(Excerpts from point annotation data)
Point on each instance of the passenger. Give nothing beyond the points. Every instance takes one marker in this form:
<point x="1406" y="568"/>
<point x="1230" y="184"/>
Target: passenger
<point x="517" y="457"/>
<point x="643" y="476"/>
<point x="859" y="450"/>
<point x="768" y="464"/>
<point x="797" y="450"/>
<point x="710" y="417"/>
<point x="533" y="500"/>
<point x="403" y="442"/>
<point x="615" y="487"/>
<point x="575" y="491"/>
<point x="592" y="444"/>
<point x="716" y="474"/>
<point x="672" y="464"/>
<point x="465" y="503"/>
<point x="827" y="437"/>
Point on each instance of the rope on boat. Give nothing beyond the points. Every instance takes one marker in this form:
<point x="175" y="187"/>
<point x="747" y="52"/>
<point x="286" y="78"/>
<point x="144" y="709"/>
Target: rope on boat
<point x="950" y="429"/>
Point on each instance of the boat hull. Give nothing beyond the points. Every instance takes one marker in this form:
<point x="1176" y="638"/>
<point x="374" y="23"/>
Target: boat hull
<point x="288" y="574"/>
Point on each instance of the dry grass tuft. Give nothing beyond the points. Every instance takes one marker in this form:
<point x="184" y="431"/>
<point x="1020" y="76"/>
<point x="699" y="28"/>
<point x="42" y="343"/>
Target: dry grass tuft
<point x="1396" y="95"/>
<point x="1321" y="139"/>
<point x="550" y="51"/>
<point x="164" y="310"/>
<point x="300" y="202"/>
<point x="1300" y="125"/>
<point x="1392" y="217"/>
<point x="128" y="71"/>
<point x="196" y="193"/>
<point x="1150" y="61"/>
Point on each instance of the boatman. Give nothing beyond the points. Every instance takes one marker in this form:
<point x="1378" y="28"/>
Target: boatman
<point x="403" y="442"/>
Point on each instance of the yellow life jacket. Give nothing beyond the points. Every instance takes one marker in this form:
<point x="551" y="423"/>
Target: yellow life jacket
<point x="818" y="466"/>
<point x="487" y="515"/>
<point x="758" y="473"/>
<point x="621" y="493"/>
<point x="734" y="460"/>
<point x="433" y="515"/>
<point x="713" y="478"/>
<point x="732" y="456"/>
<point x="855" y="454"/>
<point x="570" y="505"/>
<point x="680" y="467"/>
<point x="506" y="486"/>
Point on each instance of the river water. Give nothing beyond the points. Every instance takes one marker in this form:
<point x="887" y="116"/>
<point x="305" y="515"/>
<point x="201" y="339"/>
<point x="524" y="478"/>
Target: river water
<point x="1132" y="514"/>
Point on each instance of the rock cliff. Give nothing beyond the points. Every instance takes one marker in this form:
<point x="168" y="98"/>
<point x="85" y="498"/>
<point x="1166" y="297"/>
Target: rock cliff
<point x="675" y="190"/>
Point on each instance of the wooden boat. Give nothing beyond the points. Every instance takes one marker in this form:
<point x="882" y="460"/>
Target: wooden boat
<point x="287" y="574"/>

▶ _WRITTEN PROBLEM_
Rewrite all of the records, changing every "yellow life jacket" to "life vest" and leaving everything else as it is.

▶ _WORKED SOLUTION_
Point on each instance of the passenger. Give nothing beyond the points. Every instance takes one marker in this form:
<point x="1406" y="568"/>
<point x="1230" y="184"/>
Target: passenger
<point x="517" y="457"/>
<point x="643" y="476"/>
<point x="859" y="450"/>
<point x="768" y="464"/>
<point x="797" y="450"/>
<point x="710" y="417"/>
<point x="533" y="500"/>
<point x="403" y="442"/>
<point x="615" y="487"/>
<point x="575" y="491"/>
<point x="592" y="444"/>
<point x="716" y="474"/>
<point x="672" y="464"/>
<point x="465" y="503"/>
<point x="827" y="437"/>
Point on each instance of the rope on boat. Give nothing beyond the points. Every instance takes one marker in this form:
<point x="175" y="187"/>
<point x="747" y="52"/>
<point x="286" y="78"/>
<point x="144" y="709"/>
Target: rope on boat
<point x="950" y="429"/>
Point on each instance of the boat hull. Give nothing beyond the points. Every instance takes one marker in this form:
<point x="1176" y="638"/>
<point x="374" y="23"/>
Target: boat hull
<point x="288" y="574"/>
Point on each instance of the dry grass tuft. Give nothing beyond the points. Every instance takes one marker in this form:
<point x="184" y="431"/>
<point x="1020" y="76"/>
<point x="699" y="28"/>
<point x="42" y="343"/>
Target: dry grass tuft
<point x="1396" y="95"/>
<point x="1321" y="139"/>
<point x="550" y="51"/>
<point x="164" y="310"/>
<point x="300" y="202"/>
<point x="1300" y="125"/>
<point x="1392" y="217"/>
<point x="128" y="71"/>
<point x="196" y="193"/>
<point x="1150" y="61"/>
Point on each instance of the boatman. Give nothing beyond the points. Every instance takes one marker in this form:
<point x="1378" y="28"/>
Target: boatman
<point x="403" y="442"/>
Point on each instance of the life vest. Give nothing beyond the points. Every instance takes one marker in this form:
<point x="551" y="423"/>
Target: life vest
<point x="818" y="466"/>
<point x="487" y="515"/>
<point x="758" y="473"/>
<point x="621" y="493"/>
<point x="734" y="460"/>
<point x="433" y="515"/>
<point x="713" y="478"/>
<point x="732" y="456"/>
<point x="855" y="454"/>
<point x="570" y="505"/>
<point x="680" y="467"/>
<point x="506" y="486"/>
Point on each instance of the river water. Give nothing beyond the points. Every instance takes one marker in this form:
<point x="887" y="116"/>
<point x="305" y="515"/>
<point x="201" y="339"/>
<point x="524" y="478"/>
Target: river water
<point x="1132" y="514"/>
Point on each instance of the rock cliff. Give nothing beyond the points. Every instance takes one marker in this form:
<point x="168" y="98"/>
<point x="85" y="498"/>
<point x="1166" y="297"/>
Target: rock cliff
<point x="675" y="190"/>
Point on each instance of the wooden boat. Give nothing beyond the points. Every instance takes one marker in this form:
<point x="882" y="460"/>
Target: wooden boat
<point x="287" y="574"/>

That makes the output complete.